TO DO — The reply should contain only the lines from the start of the records through the line with "[[253, 63], [1, 126]]", reproduced verbatim and without pictures.
____ SUPPLIED DATA
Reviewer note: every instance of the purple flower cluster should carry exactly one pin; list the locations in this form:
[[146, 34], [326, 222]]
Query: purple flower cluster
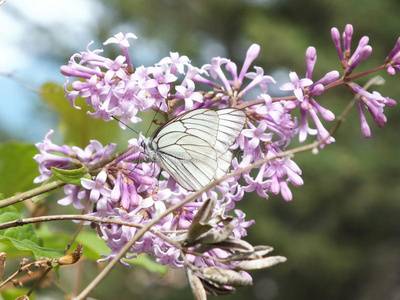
[[130, 189]]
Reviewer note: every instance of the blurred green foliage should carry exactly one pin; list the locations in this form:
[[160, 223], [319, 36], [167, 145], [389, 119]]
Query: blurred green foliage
[[341, 232]]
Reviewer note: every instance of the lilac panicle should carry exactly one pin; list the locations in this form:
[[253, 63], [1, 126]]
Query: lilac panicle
[[335, 34], [375, 103], [134, 190]]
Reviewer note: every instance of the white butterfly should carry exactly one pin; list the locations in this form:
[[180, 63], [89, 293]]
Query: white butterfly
[[194, 147]]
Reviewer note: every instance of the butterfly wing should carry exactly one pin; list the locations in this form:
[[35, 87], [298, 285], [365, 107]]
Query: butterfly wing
[[194, 147]]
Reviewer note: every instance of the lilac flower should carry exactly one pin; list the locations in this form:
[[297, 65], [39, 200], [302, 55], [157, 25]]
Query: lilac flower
[[176, 63], [134, 190], [122, 40], [257, 134], [189, 94], [393, 59], [374, 103], [282, 171], [96, 187]]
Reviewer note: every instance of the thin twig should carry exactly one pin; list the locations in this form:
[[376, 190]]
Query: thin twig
[[56, 184]]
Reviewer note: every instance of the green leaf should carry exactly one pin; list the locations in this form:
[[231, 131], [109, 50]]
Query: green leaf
[[17, 167], [23, 238], [15, 292], [94, 246], [71, 176]]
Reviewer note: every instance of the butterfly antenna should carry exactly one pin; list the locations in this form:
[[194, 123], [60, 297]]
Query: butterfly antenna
[[155, 115], [125, 124]]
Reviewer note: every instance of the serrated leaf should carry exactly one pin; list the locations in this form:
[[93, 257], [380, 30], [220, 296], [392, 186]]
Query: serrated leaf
[[17, 167], [71, 176], [23, 238]]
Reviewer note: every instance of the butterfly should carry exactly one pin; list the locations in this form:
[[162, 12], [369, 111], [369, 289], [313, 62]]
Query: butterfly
[[194, 147]]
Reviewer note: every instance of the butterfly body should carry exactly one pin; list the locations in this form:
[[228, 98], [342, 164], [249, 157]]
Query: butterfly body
________
RESPONSE BOX —
Reviewer note: every instance of the purple flower cluster should carry exactly one pin; list the locations in this form:
[[146, 34], [326, 222]]
Query: purple flower cluster
[[130, 189]]
Reviewer note: every instance of the blurred green foliage should carry exactly one pin; list the locations in this form:
[[160, 223], [319, 36], [167, 145], [389, 119]]
Query: blurred green foliage
[[341, 232]]
Reviewer note: every instance of the lilac panicle should carry exactly one pin; list the locations in this form:
[[253, 63], [1, 126]]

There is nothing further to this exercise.